DATASET RECORDS:
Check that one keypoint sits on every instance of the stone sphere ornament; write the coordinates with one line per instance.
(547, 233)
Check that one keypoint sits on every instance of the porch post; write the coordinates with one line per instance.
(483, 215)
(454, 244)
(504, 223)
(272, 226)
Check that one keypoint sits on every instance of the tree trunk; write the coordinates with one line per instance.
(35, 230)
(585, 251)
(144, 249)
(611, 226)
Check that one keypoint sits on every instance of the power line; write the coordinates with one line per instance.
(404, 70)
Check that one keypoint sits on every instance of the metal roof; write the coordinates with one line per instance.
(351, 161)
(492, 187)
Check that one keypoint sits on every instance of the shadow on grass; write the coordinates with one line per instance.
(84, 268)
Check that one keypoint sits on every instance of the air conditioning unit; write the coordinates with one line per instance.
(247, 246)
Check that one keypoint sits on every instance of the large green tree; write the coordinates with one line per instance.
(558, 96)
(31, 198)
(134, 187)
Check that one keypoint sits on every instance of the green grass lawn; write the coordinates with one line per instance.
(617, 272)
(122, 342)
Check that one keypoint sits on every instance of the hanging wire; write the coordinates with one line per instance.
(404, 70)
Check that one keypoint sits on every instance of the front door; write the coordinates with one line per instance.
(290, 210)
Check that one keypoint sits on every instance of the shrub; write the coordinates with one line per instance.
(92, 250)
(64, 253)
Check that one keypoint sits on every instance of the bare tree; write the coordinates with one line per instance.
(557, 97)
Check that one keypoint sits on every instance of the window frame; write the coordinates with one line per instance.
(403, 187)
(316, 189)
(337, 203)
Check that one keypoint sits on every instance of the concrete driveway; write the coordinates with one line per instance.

BRIEF:
All of the material must be given again without any change.

TASK ANSWER:
Check that one keypoint sits on every instance of the stone sphere ornament; write the coordinates with one line per instance.
(547, 233)
Check that one keypoint sits on every instance of the porch post; write the coordinates with one line per instance.
(483, 215)
(454, 244)
(504, 223)
(272, 226)
Check that one keypoint sits on every instance of the tree trunk; write the coordinates with one line per instance.
(35, 230)
(585, 251)
(144, 249)
(611, 226)
Check that one keypoint sits on every instance of the power line; write the coordinates with one line per instance.
(404, 70)
Check that one keypoint sits on every instance of the metal roof; write the coordinates with one line per instance.
(351, 161)
(492, 187)
Check that one keypoint sits on every instance of the shadow on grass; write the coordinates with one line per instance.
(84, 268)
Check that one keypoint sits on every instance of the air conditioning unit; write the coordinates with one line per instance.
(247, 246)
Check that one keypoint sits on every instance of the large green tree; write the coordinates with one line per instance.
(558, 96)
(31, 198)
(134, 187)
Check that one keypoint sits on every instance of the green grass lawn; write the coordinates with one line per instance.
(617, 272)
(122, 342)
Check that one keypoint sits on every instance of the hanging wire; write the coordinates with one line per instance.
(404, 70)
Check that one keypoint sits on every instance of the front door; write the coordinates with one line per instance.
(290, 210)
Check that one keypoint sits on every instance of the shrub; write the coordinates with one line per instance.
(92, 250)
(64, 253)
Check that one keypoint sits on every instance of the bare tree; write the coordinates with one line per instance.
(557, 97)
Check that one keypoint sits on every instance of the window frame; write the coordinates with one line per instance.
(403, 187)
(316, 189)
(337, 203)
Check that one keypoint sits on every instance of the concrete driveway; write the coordinates with one line per instance.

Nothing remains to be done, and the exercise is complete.